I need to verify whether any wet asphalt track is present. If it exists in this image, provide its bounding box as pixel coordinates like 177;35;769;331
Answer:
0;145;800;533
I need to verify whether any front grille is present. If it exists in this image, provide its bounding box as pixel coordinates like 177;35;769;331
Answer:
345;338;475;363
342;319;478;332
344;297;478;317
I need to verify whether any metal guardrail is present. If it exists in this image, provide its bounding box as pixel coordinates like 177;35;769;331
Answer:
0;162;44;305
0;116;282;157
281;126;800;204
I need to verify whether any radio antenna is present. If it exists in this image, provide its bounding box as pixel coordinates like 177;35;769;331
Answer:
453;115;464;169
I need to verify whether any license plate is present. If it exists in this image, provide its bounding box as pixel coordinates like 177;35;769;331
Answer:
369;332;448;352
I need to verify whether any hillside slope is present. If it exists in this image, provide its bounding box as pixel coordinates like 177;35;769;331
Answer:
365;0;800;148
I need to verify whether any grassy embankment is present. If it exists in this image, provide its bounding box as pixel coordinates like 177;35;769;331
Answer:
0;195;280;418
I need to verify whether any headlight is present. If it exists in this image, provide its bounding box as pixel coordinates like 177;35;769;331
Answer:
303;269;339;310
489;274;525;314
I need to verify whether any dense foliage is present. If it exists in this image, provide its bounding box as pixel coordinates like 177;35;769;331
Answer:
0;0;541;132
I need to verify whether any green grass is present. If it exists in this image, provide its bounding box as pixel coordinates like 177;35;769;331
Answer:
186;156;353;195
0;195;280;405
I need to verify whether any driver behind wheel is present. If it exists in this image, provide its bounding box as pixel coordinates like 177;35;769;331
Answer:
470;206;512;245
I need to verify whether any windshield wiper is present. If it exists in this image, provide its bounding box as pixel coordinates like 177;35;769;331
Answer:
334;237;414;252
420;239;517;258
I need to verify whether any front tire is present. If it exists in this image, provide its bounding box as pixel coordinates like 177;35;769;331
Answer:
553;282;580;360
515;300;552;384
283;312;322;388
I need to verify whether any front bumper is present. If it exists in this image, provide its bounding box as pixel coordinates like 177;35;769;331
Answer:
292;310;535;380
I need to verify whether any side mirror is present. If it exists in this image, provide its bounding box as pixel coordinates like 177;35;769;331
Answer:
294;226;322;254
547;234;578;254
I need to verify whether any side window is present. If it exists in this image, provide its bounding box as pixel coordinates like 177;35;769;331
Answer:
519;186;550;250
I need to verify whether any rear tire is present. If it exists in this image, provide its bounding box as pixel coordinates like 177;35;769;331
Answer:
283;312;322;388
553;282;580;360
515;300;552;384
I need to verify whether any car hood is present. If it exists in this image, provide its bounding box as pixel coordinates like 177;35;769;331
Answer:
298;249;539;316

::::::::::

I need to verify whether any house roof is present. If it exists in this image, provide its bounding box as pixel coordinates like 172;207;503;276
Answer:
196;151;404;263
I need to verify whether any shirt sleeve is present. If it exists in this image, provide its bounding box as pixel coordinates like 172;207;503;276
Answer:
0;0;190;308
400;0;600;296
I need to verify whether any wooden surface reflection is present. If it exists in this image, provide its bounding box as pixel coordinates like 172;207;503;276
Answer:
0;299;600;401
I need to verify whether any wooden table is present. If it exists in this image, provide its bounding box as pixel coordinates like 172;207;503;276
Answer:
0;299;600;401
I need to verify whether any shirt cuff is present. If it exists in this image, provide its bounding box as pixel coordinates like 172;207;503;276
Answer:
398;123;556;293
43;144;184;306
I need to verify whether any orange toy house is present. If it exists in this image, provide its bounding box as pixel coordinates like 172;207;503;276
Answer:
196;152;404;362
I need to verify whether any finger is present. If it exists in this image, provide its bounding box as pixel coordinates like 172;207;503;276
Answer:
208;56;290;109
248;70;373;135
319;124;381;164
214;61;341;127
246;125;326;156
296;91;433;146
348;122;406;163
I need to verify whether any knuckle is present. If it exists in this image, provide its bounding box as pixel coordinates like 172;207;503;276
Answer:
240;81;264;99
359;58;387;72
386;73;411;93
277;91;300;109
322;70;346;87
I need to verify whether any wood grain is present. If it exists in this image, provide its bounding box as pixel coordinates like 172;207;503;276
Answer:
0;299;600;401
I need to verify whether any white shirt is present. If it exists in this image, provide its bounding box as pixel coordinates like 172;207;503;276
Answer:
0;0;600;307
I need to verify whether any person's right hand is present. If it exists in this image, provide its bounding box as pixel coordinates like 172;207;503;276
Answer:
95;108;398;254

::::::::::

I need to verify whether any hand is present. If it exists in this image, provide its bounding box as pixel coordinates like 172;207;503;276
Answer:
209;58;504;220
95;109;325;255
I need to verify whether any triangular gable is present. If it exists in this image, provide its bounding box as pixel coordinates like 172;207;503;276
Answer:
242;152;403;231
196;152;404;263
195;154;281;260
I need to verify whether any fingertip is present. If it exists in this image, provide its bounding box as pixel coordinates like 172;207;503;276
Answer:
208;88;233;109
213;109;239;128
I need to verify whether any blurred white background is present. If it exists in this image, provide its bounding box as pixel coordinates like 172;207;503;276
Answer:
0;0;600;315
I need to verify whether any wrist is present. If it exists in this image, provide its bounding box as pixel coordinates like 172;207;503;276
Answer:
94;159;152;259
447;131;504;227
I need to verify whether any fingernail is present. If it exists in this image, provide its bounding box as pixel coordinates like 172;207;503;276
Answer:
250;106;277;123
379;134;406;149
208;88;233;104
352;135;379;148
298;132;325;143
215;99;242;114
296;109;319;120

::::::::::

• [WHAT TO PRODUCE]
Copy the records above word for word, starting at the line that contains "I need to verify whether any white" and stopping after the line that contains "95;108;398;254".

• [FINISHED ANSWER]
I need to verify whether any white shirt is present. If it exists in this image, provide its bounding box as pixel coordinates like 172;207;503;276
Answer:
0;0;600;307
I need to verify whether any person's right hand is present. If it exists in this image, provide its bounding box as pixel coordinates like 172;207;503;276
Answer:
95;108;398;254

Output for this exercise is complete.